Content starts

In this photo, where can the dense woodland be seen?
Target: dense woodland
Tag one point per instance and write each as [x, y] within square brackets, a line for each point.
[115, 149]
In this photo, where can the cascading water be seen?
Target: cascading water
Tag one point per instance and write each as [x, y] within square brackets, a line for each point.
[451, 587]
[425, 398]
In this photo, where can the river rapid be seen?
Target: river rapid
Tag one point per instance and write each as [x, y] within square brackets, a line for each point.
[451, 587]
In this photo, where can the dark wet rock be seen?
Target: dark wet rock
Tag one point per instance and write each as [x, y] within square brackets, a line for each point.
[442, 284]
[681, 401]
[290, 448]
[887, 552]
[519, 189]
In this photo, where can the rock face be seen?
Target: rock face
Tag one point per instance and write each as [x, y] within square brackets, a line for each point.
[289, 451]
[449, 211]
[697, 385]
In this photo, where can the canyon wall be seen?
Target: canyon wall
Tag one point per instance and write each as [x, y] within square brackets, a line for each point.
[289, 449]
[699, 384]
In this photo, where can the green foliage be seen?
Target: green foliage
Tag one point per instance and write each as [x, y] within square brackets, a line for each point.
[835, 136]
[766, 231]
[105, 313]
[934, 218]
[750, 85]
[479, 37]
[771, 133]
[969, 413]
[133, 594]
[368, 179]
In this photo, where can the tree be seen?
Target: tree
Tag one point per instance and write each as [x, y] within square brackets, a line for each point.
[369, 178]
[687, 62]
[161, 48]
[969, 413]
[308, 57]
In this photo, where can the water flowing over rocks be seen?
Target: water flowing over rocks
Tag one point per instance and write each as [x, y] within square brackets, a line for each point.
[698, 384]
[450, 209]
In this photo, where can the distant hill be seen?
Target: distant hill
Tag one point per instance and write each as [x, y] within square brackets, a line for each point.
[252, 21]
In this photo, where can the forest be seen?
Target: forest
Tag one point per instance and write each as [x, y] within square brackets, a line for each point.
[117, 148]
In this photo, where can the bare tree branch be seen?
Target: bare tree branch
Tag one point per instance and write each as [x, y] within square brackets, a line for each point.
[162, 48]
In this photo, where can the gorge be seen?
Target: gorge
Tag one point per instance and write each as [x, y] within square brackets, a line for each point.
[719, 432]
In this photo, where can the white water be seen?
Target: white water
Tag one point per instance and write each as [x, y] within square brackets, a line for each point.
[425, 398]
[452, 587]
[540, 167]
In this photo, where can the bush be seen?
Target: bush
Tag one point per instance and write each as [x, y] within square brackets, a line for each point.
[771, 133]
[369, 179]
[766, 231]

Content ends

● WORK ITEM: The answer consists solely of the lines from the one containing "Target: white water" through the last line of the data above, reproduced exactly.

● COMPLETED EXERCISE:
Target: white water
Tag one point per instance and write each as [x, y] within square brackets, a line for each point.
[425, 398]
[452, 587]
[540, 167]
In this photo, where can the bush be seen?
Target: bush
Tag one point per instance and write each as [x, y] within square brackets, a line for each point.
[771, 133]
[369, 179]
[766, 231]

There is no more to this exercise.